Written task: Swap "region" for "area" in the listing lines running from the start of the listing to the line with "output: one JSON", changing nothing else. Give back only those lines.

Records from a data source:
--

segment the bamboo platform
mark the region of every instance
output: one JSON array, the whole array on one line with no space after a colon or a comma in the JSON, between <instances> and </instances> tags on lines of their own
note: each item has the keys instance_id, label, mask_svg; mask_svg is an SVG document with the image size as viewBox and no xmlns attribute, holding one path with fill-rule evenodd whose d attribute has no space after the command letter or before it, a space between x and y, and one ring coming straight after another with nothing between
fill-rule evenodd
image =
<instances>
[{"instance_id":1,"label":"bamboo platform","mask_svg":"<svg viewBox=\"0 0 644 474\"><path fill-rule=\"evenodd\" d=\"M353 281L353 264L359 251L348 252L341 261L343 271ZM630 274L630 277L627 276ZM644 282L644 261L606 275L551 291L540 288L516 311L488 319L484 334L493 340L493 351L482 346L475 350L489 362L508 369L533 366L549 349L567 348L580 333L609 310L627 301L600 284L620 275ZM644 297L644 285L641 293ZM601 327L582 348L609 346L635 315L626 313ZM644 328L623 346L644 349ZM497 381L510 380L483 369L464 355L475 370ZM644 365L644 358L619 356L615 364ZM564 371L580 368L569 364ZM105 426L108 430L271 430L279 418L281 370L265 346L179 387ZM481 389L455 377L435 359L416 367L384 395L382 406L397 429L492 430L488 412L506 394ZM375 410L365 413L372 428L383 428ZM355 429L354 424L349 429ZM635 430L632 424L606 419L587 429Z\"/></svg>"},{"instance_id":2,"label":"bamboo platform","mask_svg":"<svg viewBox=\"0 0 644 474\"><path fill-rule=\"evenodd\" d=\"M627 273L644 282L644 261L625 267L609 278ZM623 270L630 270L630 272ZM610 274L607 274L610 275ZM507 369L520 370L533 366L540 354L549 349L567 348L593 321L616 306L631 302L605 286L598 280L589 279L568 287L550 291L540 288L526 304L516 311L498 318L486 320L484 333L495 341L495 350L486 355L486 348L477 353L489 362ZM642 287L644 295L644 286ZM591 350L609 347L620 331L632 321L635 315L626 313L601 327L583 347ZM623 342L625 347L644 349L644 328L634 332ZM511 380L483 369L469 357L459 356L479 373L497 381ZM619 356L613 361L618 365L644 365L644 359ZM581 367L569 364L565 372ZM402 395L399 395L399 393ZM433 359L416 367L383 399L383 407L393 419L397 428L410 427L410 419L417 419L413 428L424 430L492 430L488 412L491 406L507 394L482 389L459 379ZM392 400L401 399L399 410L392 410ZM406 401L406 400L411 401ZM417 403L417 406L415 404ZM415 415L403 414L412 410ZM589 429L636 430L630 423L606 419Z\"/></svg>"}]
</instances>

--

Solved exercise:
segment the bamboo platform
mark the area of every instance
output: one JSON array, the whole array on one line with no space after a colon or a comma in the JSON, between <instances> and </instances> tags on lines of their own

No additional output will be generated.